# EXERCISE BRIEF
In exact form, please repeat the records from their opening line down to the line with "even-odd fill", including that line.

Segmentation mask data:
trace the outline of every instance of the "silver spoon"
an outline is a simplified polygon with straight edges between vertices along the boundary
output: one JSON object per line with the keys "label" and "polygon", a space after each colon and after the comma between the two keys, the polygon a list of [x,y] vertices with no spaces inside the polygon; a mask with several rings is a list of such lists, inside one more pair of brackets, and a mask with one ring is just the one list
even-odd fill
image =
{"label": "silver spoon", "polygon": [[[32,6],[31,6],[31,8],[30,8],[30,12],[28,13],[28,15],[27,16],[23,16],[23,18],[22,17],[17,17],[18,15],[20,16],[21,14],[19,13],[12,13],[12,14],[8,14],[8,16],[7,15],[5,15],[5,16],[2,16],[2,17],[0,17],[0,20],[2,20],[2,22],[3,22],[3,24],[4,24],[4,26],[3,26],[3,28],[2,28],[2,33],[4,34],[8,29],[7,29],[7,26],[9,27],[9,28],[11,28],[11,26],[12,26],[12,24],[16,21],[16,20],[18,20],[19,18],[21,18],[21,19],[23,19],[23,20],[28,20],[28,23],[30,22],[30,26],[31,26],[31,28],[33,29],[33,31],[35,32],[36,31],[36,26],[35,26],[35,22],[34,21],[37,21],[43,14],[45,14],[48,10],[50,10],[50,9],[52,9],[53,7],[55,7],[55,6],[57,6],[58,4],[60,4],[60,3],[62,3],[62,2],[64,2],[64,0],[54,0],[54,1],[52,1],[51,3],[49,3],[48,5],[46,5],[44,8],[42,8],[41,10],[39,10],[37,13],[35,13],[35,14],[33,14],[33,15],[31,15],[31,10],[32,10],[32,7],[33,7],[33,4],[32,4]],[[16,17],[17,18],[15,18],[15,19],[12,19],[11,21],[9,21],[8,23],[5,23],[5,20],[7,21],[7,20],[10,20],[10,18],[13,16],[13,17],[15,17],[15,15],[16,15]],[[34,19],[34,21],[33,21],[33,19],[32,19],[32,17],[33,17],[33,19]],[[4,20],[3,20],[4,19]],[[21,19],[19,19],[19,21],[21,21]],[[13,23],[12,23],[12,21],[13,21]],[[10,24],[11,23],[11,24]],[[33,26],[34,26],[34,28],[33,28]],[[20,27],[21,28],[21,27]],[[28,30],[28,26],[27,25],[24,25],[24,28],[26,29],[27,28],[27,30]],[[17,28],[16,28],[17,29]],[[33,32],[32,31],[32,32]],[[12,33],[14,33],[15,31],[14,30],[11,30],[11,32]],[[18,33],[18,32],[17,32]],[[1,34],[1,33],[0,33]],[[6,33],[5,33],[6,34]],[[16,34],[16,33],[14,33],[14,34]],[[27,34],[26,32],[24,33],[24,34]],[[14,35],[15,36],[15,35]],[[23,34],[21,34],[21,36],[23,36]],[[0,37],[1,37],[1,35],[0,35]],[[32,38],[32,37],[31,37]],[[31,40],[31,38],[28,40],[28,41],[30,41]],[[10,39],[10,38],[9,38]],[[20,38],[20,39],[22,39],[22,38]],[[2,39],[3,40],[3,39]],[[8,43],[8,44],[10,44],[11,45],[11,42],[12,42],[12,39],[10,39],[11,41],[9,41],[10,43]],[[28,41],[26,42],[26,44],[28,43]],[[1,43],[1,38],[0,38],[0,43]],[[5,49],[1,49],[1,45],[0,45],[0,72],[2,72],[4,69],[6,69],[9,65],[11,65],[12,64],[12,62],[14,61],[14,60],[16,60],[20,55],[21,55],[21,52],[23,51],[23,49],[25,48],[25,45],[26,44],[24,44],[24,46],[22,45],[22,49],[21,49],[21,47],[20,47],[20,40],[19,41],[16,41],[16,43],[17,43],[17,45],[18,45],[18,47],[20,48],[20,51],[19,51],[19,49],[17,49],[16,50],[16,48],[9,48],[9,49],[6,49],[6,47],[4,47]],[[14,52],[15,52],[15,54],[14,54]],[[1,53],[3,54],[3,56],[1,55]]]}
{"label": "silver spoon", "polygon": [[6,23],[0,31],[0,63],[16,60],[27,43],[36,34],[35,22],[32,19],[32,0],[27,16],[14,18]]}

# RESPONSE TO THIS TASK
trace the outline of every instance of the "silver spoon"
an outline is a simplified polygon with straight edges between vertices along the boundary
output: one JSON object per line with the keys "label" and "polygon", a space after each colon and after the comma between the two keys, the polygon a list of [x,y] vertices with no spaces inside the polygon; a mask with several rings is a list of such lists, inside one more pair of brackets, and a mask with one ring is just the one list
even-odd fill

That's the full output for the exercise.